▸ Task goal: Write out every line of the listing below, reproducing each one character for character without any alteration.

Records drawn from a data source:
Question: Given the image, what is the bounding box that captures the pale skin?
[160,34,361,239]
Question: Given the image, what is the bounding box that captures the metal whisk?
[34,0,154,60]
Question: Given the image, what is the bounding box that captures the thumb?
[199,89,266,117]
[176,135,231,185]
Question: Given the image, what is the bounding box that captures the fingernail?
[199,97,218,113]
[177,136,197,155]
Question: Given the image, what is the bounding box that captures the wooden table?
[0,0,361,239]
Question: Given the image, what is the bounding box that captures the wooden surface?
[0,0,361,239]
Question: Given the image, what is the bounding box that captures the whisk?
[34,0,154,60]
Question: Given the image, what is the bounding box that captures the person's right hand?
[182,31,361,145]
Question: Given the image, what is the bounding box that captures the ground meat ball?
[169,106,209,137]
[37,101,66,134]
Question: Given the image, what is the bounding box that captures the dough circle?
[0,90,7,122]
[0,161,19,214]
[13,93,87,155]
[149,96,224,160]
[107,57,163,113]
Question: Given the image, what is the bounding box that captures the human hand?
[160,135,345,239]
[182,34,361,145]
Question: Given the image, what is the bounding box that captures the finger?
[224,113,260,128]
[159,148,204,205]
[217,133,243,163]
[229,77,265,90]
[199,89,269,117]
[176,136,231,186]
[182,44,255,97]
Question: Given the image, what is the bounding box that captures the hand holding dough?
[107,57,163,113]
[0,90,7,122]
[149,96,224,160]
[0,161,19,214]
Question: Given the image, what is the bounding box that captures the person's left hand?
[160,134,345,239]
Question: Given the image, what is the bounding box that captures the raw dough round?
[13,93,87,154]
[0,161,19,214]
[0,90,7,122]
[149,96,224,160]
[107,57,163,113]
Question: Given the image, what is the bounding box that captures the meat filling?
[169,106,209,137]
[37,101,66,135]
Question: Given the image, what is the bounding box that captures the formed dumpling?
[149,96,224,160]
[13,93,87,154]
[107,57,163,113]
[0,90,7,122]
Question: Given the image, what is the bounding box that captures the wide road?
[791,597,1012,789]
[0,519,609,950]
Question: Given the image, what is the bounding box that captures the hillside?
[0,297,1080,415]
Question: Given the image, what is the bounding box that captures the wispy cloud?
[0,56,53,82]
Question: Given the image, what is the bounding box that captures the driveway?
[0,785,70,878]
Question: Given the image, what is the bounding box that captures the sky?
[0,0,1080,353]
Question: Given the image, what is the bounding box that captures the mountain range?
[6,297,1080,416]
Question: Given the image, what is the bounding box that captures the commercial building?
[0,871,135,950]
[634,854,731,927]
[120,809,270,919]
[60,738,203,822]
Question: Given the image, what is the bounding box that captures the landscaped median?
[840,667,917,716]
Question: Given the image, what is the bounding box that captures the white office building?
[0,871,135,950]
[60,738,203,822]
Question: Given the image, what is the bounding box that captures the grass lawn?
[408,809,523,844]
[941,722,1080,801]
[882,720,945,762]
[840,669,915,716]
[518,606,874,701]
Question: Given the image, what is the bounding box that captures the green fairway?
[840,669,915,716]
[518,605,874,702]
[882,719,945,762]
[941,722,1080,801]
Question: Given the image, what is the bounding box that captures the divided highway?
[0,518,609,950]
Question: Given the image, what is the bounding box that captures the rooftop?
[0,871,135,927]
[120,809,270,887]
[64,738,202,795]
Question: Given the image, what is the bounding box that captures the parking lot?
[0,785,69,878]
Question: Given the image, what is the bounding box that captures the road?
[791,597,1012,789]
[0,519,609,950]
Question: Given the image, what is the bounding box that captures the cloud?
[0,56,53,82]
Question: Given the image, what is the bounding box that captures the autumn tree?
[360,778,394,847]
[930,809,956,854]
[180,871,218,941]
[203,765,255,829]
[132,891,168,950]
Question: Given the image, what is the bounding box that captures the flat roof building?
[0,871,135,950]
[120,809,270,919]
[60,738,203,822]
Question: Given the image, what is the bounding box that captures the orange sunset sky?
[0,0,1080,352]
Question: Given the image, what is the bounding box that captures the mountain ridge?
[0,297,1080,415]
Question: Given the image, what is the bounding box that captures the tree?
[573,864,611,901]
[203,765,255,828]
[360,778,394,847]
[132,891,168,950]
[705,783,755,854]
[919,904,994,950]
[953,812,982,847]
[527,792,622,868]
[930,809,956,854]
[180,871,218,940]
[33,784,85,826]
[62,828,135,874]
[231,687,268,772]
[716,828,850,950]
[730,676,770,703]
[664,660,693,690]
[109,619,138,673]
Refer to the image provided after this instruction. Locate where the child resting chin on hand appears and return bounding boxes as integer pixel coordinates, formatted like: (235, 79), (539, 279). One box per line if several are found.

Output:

▸ Complete response:
Question: Given the image, what is the bounding box that captures the pale skin?
[160,34,361,239]
Question: Given the image, what is the bounding box that captures the metal whisk?
[34,0,154,60]
Question: Given the image, what is the bounding box that captures the thumb?
[199,89,266,117]
[176,135,231,185]
Question: Given the image, what is the bounding box that captures the fingernail?
[199,97,218,113]
[177,136,197,155]
Question: Given the image, what is the bounding box that captures the wooden table?
[0,0,361,239]
Question: Given the image, what is the bounding box that captures the wooden surface?
[0,0,361,239]
Question: Given the image, what is the bounding box that captures the whisk?
[34,0,154,60]
Question: Given the image, what is the bounding box that captures the person's right hand?
[182,31,361,145]
Question: Given the image, what is the bounding box that captures the ground meat ball?
[169,106,209,137]
[37,101,66,134]
Question: Given the image, what is the bounding box that captures the dough circle?
[0,90,7,122]
[0,161,19,214]
[13,93,87,155]
[149,96,224,160]
[107,57,163,113]
Question: Given the image, what is the bounding box that captures the human hand?
[160,135,345,239]
[182,34,361,145]
Question: Given the image, what is the bounding box that captures the finger?
[224,113,260,128]
[159,148,204,205]
[217,133,243,163]
[229,77,265,90]
[199,89,269,117]
[176,136,231,186]
[182,44,255,97]
Question: Given the image, what is the bounding box that captures the hand holding dough?
[107,57,163,113]
[0,90,7,122]
[149,96,224,160]
[0,161,19,214]
Question: Given the image, what is the bounding box that captures the person's left hand?
[160,134,345,239]
Question: Given the image, what is the bounding box that captures the raw dough round?
[13,93,87,154]
[0,161,19,214]
[0,90,7,122]
[149,96,224,160]
[107,57,163,113]
Question: Given the image, what is the bounding box that captures the meat filling?
[169,106,209,137]
[37,101,66,135]
Question: Given the image, what is the bounding box that captures the formed dumpling?
[149,96,224,160]
[13,93,87,154]
[107,57,163,113]
[0,90,7,122]
Question: Given the image, what is the bounding box that captures the wide road?
[791,597,1012,789]
[0,519,609,950]
Question: Given the image, what is the bounding box that captures the hillside?
[0,297,1080,415]
Question: Given the image, what is the bounding box that captures the wispy cloud?
[0,56,53,82]
Question: Given the image, what is the bounding box that captures the driveway?
[0,785,70,878]
Question: Given the image, what is the bounding box that captures the sky?
[0,0,1080,353]
Question: Given the image, what is the bounding box that captures the mountain range?
[6,297,1080,416]
Question: Given the image, what is the bounding box that captures the commercial building?
[0,871,135,950]
[634,854,731,927]
[120,809,270,919]
[60,738,203,822]
Question: Given the image, what is the bounding box that captures the landscaped median?
[840,667,917,716]
Question: Given the image, what is the bounding box that captures the white office building?
[0,871,135,950]
[60,738,203,822]
Question: Given the image, what is the bounding box that captures the grass lawn?
[408,809,523,844]
[941,722,1080,801]
[882,720,945,762]
[840,669,915,716]
[518,606,874,701]
Question: Given the image, what is the bounding box that captures the green fairway?
[840,669,915,716]
[518,605,874,702]
[882,719,945,762]
[941,722,1080,801]
Question: Given the image, what is the bounding box that captures the divided highway?
[0,518,609,950]
Question: Given the image, what is the bounding box that captures the rooftop?
[0,871,135,927]
[120,809,270,887]
[64,738,202,795]
Question: Given the image, what is the bounding box that captures the parking lot?
[0,785,69,878]
Question: Given the image, what is the bounding box that captures the road?
[791,597,1012,789]
[0,519,609,950]
Question: Given the image, what is the bounding box that captures the cloud?
[0,56,53,82]
Question: Given the image, what is the bounding box that captures the autumn tree?
[360,778,394,847]
[930,809,956,854]
[180,871,218,941]
[203,765,255,829]
[132,891,168,950]
Question: Given the image, what is the bounding box that captures the flat roof building?
[0,871,135,950]
[120,809,270,919]
[60,738,203,822]
Question: Given the image, what is the bounding box that captures the orange sunset sky?
[0,0,1080,352]
Question: Given the image, what is the bounding box that captures the mountain ridge?
[0,297,1080,415]
Question: Given the image, what is the bounding box that captures the tree?
[573,864,611,901]
[203,765,255,828]
[360,778,394,847]
[132,891,168,950]
[705,783,755,854]
[919,904,994,950]
[953,812,982,847]
[527,792,622,868]
[930,809,956,854]
[180,871,218,940]
[33,784,85,826]
[62,828,135,874]
[231,687,268,772]
[716,828,850,950]
[730,676,770,703]
[664,660,693,690]
[109,619,138,673]
Refer to the image provided after this instruction. Locate where the child resting chin on hand appears and return bounding boxes as integer pixel coordinates, formatted like: (235, 79), (539, 279). One box per line if several are found.

Output:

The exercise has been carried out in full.